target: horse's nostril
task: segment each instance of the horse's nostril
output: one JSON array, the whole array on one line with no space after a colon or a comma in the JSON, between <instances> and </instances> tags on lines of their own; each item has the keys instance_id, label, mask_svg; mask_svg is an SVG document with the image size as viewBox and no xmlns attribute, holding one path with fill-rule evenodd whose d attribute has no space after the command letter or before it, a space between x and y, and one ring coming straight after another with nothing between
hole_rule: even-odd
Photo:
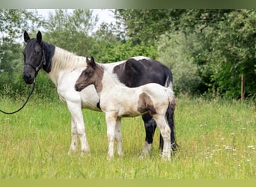
<instances>
[{"instance_id":1,"label":"horse's nostril","mask_svg":"<svg viewBox=\"0 0 256 187\"><path fill-rule=\"evenodd\" d=\"M78 84L76 84L76 85L75 85L75 89L76 89L76 91L80 91L82 89L81 89L81 86L79 85L78 85Z\"/></svg>"},{"instance_id":2,"label":"horse's nostril","mask_svg":"<svg viewBox=\"0 0 256 187\"><path fill-rule=\"evenodd\" d=\"M23 79L29 79L31 77L31 76L30 74L27 75L27 74L23 74Z\"/></svg>"}]
</instances>

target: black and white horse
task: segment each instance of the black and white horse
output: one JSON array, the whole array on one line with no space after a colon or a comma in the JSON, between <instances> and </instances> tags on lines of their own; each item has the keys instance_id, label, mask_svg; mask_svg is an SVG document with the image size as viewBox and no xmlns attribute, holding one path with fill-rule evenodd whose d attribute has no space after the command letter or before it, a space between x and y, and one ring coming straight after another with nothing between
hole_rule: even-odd
<instances>
[{"instance_id":1,"label":"black and white horse","mask_svg":"<svg viewBox=\"0 0 256 187\"><path fill-rule=\"evenodd\" d=\"M70 152L77 150L78 138L81 141L82 153L90 153L90 147L86 138L82 108L100 111L99 97L93 85L81 92L74 89L75 82L86 67L85 57L77 56L63 49L42 40L40 31L36 38L31 39L24 32L26 46L23 50L24 72L23 79L27 84L32 84L38 71L43 68L57 88L60 99L67 103L71 114L72 141ZM171 71L161 63L145 57L134 57L129 60L103 64L109 73L116 75L117 79L128 87L138 87L147 83L158 83L165 87L172 84ZM171 129L171 144L175 149L174 111L168 123ZM144 123L146 138L141 156L148 155L153 143L156 122L147 113L142 116ZM159 148L162 150L162 138L160 138Z\"/></svg>"},{"instance_id":2,"label":"black and white horse","mask_svg":"<svg viewBox=\"0 0 256 187\"><path fill-rule=\"evenodd\" d=\"M87 67L76 82L75 89L81 91L93 85L100 98L100 109L105 113L109 140L108 158L114 157L114 140L118 143L118 155L122 155L121 118L149 112L156 122L163 138L162 159L171 160L171 129L166 112L174 110L175 98L172 87L148 83L129 88L116 81L113 73L96 64L93 57L87 59Z\"/></svg>"}]
</instances>

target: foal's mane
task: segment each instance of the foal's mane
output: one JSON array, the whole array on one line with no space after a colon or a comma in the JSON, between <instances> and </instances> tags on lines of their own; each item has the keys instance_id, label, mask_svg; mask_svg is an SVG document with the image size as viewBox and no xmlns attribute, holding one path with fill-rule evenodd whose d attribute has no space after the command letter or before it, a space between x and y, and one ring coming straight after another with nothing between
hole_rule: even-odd
<instances>
[{"instance_id":1,"label":"foal's mane","mask_svg":"<svg viewBox=\"0 0 256 187\"><path fill-rule=\"evenodd\" d=\"M108 70L108 67L107 66L104 66L104 64L99 64L97 63L97 64L100 67L103 68L103 71L104 71L104 74L107 74L112 79L114 80L114 82L120 85L120 86L125 86L125 85L124 85L123 83L121 83L120 81L119 81L119 79L118 77L118 76L115 74L115 73L113 73L112 71L109 71Z\"/></svg>"}]
</instances>

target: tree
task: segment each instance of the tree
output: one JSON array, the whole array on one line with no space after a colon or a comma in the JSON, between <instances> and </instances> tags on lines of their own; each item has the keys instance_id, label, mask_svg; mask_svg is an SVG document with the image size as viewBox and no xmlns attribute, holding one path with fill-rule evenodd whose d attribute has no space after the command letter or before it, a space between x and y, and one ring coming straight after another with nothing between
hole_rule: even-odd
<instances>
[{"instance_id":1,"label":"tree","mask_svg":"<svg viewBox=\"0 0 256 187\"><path fill-rule=\"evenodd\" d=\"M88 55L94 45L89 34L97 22L90 10L55 10L46 21L43 40L79 55Z\"/></svg>"}]
</instances>

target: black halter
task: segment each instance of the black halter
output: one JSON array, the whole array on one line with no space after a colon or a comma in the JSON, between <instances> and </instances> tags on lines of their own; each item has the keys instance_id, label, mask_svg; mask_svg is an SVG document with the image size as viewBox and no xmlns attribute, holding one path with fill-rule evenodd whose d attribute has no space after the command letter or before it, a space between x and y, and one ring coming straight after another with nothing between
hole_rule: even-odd
<instances>
[{"instance_id":1,"label":"black halter","mask_svg":"<svg viewBox=\"0 0 256 187\"><path fill-rule=\"evenodd\" d=\"M37 67L34 67L33 65L31 65L28 63L25 64L25 66L30 66L31 67L32 67L35 70L35 72L36 72L35 76L37 76L39 70L43 67L43 66L46 65L46 55L45 55L45 52L44 52L43 43L41 44L41 49L42 49L42 59L41 59L41 61L39 63L39 64Z\"/></svg>"}]
</instances>

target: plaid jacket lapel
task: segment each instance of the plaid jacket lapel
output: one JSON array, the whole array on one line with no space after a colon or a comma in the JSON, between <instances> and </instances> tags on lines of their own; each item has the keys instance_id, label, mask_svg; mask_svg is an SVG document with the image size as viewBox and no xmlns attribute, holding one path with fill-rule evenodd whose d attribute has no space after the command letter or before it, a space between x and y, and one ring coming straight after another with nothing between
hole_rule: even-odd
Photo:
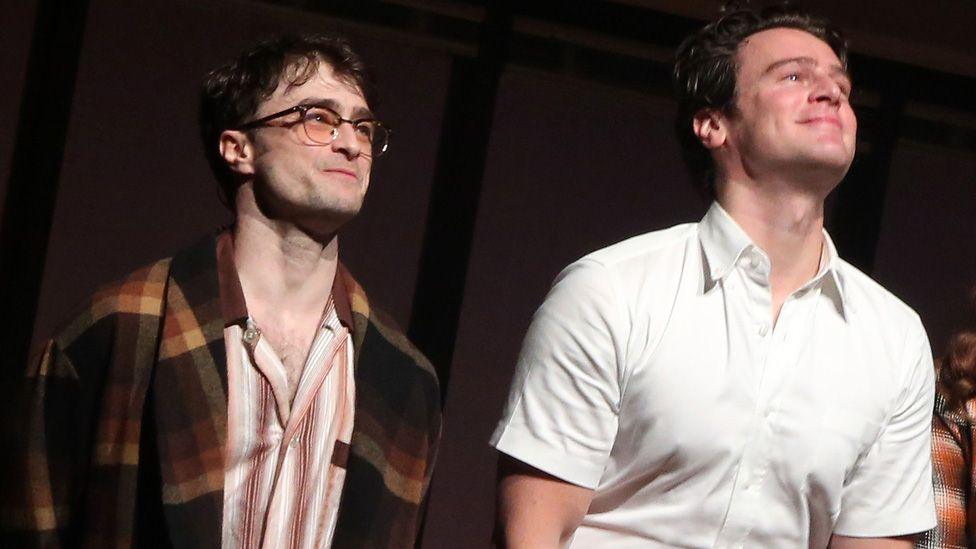
<instances>
[{"instance_id":1,"label":"plaid jacket lapel","mask_svg":"<svg viewBox=\"0 0 976 549\"><path fill-rule=\"evenodd\" d=\"M173 258L152 384L163 508L177 547L221 541L227 366L216 243Z\"/></svg>"}]
</instances>

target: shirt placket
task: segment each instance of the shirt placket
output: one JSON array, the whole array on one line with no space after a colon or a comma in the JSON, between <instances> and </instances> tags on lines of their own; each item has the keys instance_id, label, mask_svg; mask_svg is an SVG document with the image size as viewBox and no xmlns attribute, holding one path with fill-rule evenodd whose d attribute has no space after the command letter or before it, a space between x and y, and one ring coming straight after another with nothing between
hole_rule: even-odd
<instances>
[{"instance_id":1,"label":"shirt placket","mask_svg":"<svg viewBox=\"0 0 976 549\"><path fill-rule=\"evenodd\" d=\"M244 342L251 355L253 364L264 375L267 382L271 385L272 393L275 397L275 407L277 410L277 422L268 426L274 435L280 435L278 439L277 458L272 475L272 486L268 496L267 512L265 514L265 528L262 538L263 547L273 547L276 541L282 539L282 530L286 528L285 518L290 514L288 509L283 506L291 504L292 498L287 494L282 494L282 486L292 486L295 475L295 460L298 454L303 451L301 428L302 421L307 415L312 400L328 375L329 366L332 365L332 357L326 361L315 360L307 362L303 367L302 376L299 379L298 387L295 392L293 402L289 401L288 379L285 366L278 358L274 349L265 338L261 337L260 331L252 321L248 321L248 327L243 334ZM309 357L311 358L316 349L320 349L335 339L335 333L326 324L319 328L315 341L312 344ZM318 367L321 366L321 367ZM272 420L273 421L273 420Z\"/></svg>"},{"instance_id":2,"label":"shirt placket","mask_svg":"<svg viewBox=\"0 0 976 549\"><path fill-rule=\"evenodd\" d=\"M762 513L760 495L769 471L772 449L769 403L775 388L779 386L781 375L776 335L785 329L782 324L775 329L772 325L768 260L755 250L747 250L739 258L738 269L742 285L739 305L748 311L749 319L745 327L748 354L755 360L756 402L749 441L736 472L729 508L716 547L744 547L757 517Z\"/></svg>"}]
</instances>

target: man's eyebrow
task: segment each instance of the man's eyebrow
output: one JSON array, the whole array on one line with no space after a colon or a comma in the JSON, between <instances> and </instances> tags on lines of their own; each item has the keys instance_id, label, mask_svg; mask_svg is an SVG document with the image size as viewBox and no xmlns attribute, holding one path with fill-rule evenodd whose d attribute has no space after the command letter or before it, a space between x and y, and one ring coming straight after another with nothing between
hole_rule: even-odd
<instances>
[{"instance_id":1,"label":"man's eyebrow","mask_svg":"<svg viewBox=\"0 0 976 549\"><path fill-rule=\"evenodd\" d=\"M299 103L299 105L306 107L325 107L342 115L342 105L340 105L335 99L329 99L326 97L306 97L301 103ZM373 114L373 111L366 107L355 107L352 110L350 117L353 120L361 120L363 118L375 118L375 115Z\"/></svg>"},{"instance_id":2,"label":"man's eyebrow","mask_svg":"<svg viewBox=\"0 0 976 549\"><path fill-rule=\"evenodd\" d=\"M806 56L788 57L786 59L780 59L779 61L774 61L770 63L769 66L766 67L766 70L763 71L763 74L768 74L782 67L783 65L790 65L793 63L796 63L798 65L808 65L811 67L816 67L818 65L817 60L812 57L806 57ZM848 80L851 79L850 73L843 65L837 65L837 64L831 65L830 72L831 74L840 74L841 76L843 76Z\"/></svg>"}]
</instances>

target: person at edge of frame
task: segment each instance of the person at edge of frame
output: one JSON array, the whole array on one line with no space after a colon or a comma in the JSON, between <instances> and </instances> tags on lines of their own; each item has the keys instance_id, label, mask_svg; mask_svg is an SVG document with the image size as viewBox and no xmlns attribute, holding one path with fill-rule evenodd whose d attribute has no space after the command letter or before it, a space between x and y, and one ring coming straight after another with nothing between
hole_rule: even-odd
<instances>
[{"instance_id":1,"label":"person at edge of frame","mask_svg":"<svg viewBox=\"0 0 976 549\"><path fill-rule=\"evenodd\" d=\"M920 549L976 547L976 288L970 317L937 361L932 416L932 478L939 524L915 544Z\"/></svg>"},{"instance_id":2,"label":"person at edge of frame","mask_svg":"<svg viewBox=\"0 0 976 549\"><path fill-rule=\"evenodd\" d=\"M918 315L839 258L847 47L789 5L725 10L674 65L699 223L567 267L503 417L506 547L911 547L935 525Z\"/></svg>"},{"instance_id":3,"label":"person at edge of frame","mask_svg":"<svg viewBox=\"0 0 976 549\"><path fill-rule=\"evenodd\" d=\"M47 342L7 417L4 547L414 547L437 378L339 261L388 147L372 104L337 35L206 76L233 225L103 287Z\"/></svg>"}]
</instances>

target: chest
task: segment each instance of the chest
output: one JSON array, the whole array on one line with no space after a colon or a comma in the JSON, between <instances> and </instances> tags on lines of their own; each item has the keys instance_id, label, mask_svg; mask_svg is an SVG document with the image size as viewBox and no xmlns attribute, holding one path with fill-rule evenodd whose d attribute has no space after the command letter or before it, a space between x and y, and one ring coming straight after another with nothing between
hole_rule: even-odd
<instances>
[{"instance_id":1,"label":"chest","mask_svg":"<svg viewBox=\"0 0 976 549\"><path fill-rule=\"evenodd\" d=\"M888 342L826 299L787 301L775 325L763 304L741 305L688 300L653 348L631 349L614 452L648 470L746 463L801 490L843 485L897 390Z\"/></svg>"}]
</instances>

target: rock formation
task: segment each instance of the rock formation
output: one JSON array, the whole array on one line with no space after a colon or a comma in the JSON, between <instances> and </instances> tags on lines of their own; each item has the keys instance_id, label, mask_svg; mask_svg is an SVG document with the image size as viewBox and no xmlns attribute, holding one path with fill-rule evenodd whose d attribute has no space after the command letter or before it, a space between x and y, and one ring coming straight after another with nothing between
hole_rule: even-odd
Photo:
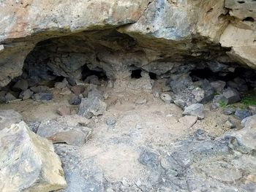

_Given request_
Format the lines of the records above as a numbered list, starting at the line with "target: black halter" and ending at the line with "task: segment each instance of the black halter", both included, with blank lines left out.

_Full response_
1. target: black halter
2. task: segment each instance of the black halter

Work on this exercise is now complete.